■ **Metin Parçası**
== == ==
İmtisâl-i câhidû fillâh oluptur niyyetim;
Dîn-i İslâm’ın mücerred gayretidir gayretim.

diye ifade ettiği ulvî maksat çerçevesinde; köhne Konstantiniyye’yi, Dersaâdet hâline getirir.

Horasan erenleri, Gāzîyân-ı Rum, Bâciyân-ı Rum’un himmetleri ve gayretleriyle Anadolu’nun İslâmlaşmasından sonra; gazâ bayrakları daha da batılarda dalgalanmaya başladı. Hissiyatlarına tercüman olan «Mehter Marşları»nın;

Merdân-ı gazâ aşk ile tekbirler alınca;
Titretti yine rûy-i zemîn Arş u semâyı.
Allah yoluna cenk edelim şân alalım şan:
Kur’ân’da zafer va‘dediyor Hazret-i Yezdan.

nağmeleriyle coşan «nizâm-ı âlem» fedâîleri, üç kıtayı rahmet çerağlarıyla aydınlattılar.
== == ==
■ **Veri Kümesinden Kesitler**
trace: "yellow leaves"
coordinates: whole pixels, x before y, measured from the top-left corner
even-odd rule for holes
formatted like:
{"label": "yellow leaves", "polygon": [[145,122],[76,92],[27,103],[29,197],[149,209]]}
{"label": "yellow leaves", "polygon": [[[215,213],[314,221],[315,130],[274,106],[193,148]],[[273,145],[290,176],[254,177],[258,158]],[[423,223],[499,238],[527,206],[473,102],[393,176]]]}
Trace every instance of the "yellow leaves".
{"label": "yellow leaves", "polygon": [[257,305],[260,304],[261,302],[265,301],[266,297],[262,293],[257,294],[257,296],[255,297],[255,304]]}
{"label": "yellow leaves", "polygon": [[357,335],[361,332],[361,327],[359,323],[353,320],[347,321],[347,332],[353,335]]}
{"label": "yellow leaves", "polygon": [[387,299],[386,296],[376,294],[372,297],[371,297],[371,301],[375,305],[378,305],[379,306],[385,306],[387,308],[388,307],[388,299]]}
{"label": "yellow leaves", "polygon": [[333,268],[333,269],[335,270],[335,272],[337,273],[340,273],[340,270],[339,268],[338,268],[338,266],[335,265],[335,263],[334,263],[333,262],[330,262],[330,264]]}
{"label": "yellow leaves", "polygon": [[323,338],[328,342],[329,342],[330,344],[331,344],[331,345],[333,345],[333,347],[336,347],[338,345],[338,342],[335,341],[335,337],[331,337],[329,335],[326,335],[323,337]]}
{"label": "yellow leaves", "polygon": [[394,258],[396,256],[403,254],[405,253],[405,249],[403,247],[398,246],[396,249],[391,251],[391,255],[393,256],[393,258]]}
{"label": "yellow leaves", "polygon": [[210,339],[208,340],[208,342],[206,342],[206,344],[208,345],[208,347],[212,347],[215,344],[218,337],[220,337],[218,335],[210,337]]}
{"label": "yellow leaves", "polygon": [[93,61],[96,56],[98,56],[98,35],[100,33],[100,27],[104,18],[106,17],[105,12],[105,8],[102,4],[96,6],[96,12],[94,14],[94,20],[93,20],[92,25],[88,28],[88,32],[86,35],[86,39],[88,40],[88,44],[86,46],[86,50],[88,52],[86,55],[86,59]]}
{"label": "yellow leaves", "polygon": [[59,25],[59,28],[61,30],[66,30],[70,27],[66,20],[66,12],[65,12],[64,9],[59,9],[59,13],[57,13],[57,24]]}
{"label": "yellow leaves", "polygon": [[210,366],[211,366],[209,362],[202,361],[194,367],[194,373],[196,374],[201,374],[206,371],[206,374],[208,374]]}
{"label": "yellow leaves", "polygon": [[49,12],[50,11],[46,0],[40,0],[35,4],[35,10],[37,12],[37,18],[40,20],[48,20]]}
== == ==
■ **Görevler**
**a)** Metin parçasında, Anadolu'nun İslâmlaşmasında himmet ve gayretleri anılan toplulukları sıralayın.
**b)** Metin parçasındaki "Horasan erenleri, Gāzîyân-ı Rum, Bâciyân-ı Rum'un himmetleri ve gayretleriyle Anadolu'nun İslâmlaşmasından sonra; gazâ bayrakları daha da batılarda dalgalanmaya başladı." cümlesini İngilizceye çevirin.
**c)** Mehter marşları ve gazâ üzerine olan metin parçasını son cümlesinden sonra sürdürün.
Yukarıdaki listeye burada ihtiyaç yoktur.

■ **Beklenen Yanıtlar**
**a)** Horasan erenleri, Gāzîyân-ı Rum, Bâciyân-ı Rum

**b)** After the Islamization of Anatolia through the devotion and efforts of the Horasan erenleri, the Gāzîyân-ı Rum and the Bâciyân-ı Rum, the banners of gaza began to wave even farther to the west.

**c)**
Osmanlı’daki, ordunun önünü açan, Avrupa içlerine kadar atlarıyla fırtına gibi esen akıncı ocakları; denizleri kâfir gemilerine dar eden leventler de, gazâ rûhunun dâsitânî temsilcileridir. Malkoçoğulları, Özdemiroğulları, Mihaloğulları… karalarda; Salih Reisler, Turgut Reisler, Hayreddin Reisler… denizlerde, asırlarca yazdıkları destanlarla tarihe şan vermişlerdir. Bu akıncı rûhunu, Yahya Kemal şöyle aksettiriyor:

Bin atlı akınlarda çocuklar gibi şendik;
Bin atlı o gün, dev gibi bir orduyu yendik.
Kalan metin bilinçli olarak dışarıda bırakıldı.